▶ [EXERCÍCIO CURTO]:
No texto sobre o filme Babel, em que três lugares se passam as histórias?

▶ [TEXTO]:
+---+

Babel(izando)

Confesso que estava com imensas expectativas em relação ao último filme do realizador mexicano Iñarritú, sobretudo depois de 21 Gramas, que para além das representações irrepreensíveis de Naomi Watts e Sean Penn, surpreendia pela temática (o peso da alma) e pela construção do enredo. Babel não diverge muito do filme anterior em termos de lógica de elaboração das histórias, em forma de puzzle, por meio de um invisível fio condutor que, no final, vem à superfície e se restabelece a ordem circular.
Egipto, fronteira EUA/México e Japão, três mundos antagónicos à partida, cujas tramas e seus protagonistas acabam por estar indelevelmente ligados, num denominador comum: a vertigem da intraduzibilidade.
Há um disparo em pleno Egipto profundo, longe dos grandes chamarizes turísticos e da civilização, um verdadeiro no man’s land, que é, verdadeiramente (ironias à parte), o tiro de partida para a trama que se vai tecendo, com recuos e avanços temporais, em Babel. O facto de a vítima desse disparo ser norte-americana não é, de todo, inocente, criando desde logo um imbróglio de questões políticas que, incompreensivelmente, complexificam o que deveria ser simples: salvar uma vida humana. No deserto, um homem em desespero que tenta desvendar as palavras estranhas e ver para além desse manto negro de incompreensibilidade.
Na fronteira entre os EUA e México, as históricas tensões entre estes povos levam a uma situação extrema em que saem lesadas as vítimas do costume, sempre suspeitas. Nesta parte do puzzle, evoca-se o drama dos imigrantes ilegais nos EUA que, apesar de contribuírem com sangue, suor e lágrimas para a economia norte-americana, têm sempre a pairar sobre eles o fantasma da suspeição.

+---+

▶ [LINHAS]:
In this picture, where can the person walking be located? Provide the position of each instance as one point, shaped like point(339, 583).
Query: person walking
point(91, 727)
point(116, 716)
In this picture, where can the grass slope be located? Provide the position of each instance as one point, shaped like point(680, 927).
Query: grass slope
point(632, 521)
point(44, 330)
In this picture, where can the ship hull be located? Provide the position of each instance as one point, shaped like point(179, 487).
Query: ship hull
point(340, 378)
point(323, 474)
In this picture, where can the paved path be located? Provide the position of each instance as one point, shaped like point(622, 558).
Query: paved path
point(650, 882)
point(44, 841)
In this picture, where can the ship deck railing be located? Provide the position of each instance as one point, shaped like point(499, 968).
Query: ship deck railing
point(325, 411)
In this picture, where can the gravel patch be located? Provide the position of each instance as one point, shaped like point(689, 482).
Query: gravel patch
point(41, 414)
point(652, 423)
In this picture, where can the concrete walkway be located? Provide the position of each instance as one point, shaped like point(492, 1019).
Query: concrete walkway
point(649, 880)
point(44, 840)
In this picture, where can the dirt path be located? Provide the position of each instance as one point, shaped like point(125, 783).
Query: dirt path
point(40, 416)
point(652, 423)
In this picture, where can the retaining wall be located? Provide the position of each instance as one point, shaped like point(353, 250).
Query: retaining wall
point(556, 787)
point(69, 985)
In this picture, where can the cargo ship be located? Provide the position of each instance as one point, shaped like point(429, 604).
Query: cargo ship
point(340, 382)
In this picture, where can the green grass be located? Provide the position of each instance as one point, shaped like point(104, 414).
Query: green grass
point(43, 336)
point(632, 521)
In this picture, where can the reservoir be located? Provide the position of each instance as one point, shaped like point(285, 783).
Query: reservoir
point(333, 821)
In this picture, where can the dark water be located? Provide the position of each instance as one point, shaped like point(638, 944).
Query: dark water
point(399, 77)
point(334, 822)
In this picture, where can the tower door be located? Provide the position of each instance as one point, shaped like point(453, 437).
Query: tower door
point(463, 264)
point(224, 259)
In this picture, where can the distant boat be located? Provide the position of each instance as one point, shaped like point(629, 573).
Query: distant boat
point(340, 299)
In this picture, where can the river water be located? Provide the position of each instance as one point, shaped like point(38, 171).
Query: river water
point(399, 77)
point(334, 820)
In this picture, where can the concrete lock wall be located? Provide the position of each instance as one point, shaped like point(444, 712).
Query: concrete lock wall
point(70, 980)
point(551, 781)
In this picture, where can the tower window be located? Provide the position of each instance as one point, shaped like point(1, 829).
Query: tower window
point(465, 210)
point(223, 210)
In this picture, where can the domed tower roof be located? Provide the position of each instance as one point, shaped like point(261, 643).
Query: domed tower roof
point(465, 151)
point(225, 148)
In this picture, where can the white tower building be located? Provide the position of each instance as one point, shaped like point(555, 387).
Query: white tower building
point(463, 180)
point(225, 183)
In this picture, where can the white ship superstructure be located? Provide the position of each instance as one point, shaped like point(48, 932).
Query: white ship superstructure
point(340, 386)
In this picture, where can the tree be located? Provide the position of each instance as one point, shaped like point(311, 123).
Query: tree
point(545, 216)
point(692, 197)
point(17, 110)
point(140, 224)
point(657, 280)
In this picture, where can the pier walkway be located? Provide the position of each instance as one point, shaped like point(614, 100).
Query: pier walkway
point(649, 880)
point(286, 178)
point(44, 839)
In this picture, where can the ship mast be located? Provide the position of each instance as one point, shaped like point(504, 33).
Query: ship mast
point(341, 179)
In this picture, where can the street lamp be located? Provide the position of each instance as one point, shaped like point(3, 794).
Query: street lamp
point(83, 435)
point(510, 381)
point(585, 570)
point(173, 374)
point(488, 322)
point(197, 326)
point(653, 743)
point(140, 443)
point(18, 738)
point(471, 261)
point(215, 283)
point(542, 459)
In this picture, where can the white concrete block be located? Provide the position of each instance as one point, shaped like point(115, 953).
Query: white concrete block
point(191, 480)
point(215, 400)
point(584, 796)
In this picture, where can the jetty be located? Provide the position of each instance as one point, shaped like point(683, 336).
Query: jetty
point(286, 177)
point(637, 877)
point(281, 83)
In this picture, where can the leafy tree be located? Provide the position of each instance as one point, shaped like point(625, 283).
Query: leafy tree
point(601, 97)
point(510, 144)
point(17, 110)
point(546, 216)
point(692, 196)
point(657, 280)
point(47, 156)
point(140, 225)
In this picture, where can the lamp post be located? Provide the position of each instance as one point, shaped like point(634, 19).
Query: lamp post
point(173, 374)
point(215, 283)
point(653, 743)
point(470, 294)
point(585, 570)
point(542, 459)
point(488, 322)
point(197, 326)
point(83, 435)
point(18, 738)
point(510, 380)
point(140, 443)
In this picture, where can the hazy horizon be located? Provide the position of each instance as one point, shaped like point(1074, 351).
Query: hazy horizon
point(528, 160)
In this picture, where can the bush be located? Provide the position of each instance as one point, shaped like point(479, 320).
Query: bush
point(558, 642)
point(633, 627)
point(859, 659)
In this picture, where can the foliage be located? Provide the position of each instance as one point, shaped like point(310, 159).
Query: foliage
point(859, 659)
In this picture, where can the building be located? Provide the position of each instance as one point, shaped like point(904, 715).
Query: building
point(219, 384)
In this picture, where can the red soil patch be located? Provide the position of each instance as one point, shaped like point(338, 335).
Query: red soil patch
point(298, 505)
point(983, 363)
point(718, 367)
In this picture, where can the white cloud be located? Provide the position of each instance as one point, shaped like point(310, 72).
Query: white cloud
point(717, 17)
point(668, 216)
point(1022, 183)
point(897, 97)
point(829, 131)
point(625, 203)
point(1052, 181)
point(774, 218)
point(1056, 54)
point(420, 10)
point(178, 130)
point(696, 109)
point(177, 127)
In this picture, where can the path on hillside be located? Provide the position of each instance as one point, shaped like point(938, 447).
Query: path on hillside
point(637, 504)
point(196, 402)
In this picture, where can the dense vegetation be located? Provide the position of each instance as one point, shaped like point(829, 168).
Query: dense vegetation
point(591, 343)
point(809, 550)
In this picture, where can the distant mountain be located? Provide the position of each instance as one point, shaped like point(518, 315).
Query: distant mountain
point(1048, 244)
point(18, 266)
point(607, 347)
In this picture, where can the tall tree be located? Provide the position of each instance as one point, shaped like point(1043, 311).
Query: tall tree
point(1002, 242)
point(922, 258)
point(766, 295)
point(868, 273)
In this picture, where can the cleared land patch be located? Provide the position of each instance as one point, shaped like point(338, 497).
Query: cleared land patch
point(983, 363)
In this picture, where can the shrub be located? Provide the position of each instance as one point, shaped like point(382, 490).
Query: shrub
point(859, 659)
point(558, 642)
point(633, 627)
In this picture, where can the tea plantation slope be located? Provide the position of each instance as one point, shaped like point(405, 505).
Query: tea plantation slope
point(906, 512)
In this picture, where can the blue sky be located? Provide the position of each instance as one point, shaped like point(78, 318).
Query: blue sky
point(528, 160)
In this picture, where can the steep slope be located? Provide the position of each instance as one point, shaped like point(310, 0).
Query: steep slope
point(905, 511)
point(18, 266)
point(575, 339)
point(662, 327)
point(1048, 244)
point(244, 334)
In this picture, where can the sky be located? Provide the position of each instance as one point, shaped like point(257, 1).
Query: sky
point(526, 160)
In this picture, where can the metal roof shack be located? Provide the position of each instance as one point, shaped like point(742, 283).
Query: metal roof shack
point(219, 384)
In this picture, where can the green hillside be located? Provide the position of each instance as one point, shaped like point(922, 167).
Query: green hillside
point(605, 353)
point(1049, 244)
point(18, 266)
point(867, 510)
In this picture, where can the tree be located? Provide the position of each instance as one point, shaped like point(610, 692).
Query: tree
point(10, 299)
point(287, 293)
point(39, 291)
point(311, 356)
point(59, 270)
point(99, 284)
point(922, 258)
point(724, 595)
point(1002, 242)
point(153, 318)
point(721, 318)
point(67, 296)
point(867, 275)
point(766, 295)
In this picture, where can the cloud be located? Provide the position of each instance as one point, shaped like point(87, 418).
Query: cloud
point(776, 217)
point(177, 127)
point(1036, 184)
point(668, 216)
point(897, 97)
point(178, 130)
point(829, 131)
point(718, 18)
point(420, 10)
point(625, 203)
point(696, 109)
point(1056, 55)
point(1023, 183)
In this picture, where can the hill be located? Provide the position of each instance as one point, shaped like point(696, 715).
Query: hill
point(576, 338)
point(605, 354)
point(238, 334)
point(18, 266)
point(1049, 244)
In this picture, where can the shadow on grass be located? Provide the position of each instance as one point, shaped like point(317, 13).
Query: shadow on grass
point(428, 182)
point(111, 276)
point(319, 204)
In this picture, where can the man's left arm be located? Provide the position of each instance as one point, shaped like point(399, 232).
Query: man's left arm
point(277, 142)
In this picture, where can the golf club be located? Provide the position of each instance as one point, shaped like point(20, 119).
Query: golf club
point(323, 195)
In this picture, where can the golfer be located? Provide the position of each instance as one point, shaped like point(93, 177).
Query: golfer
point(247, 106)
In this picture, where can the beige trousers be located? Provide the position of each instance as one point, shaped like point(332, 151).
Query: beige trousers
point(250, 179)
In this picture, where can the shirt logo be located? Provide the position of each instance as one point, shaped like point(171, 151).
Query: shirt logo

+---+

▶ [RESPOSTA]:
No Egipto, na fronteira entre os EUA e o México e no Japão.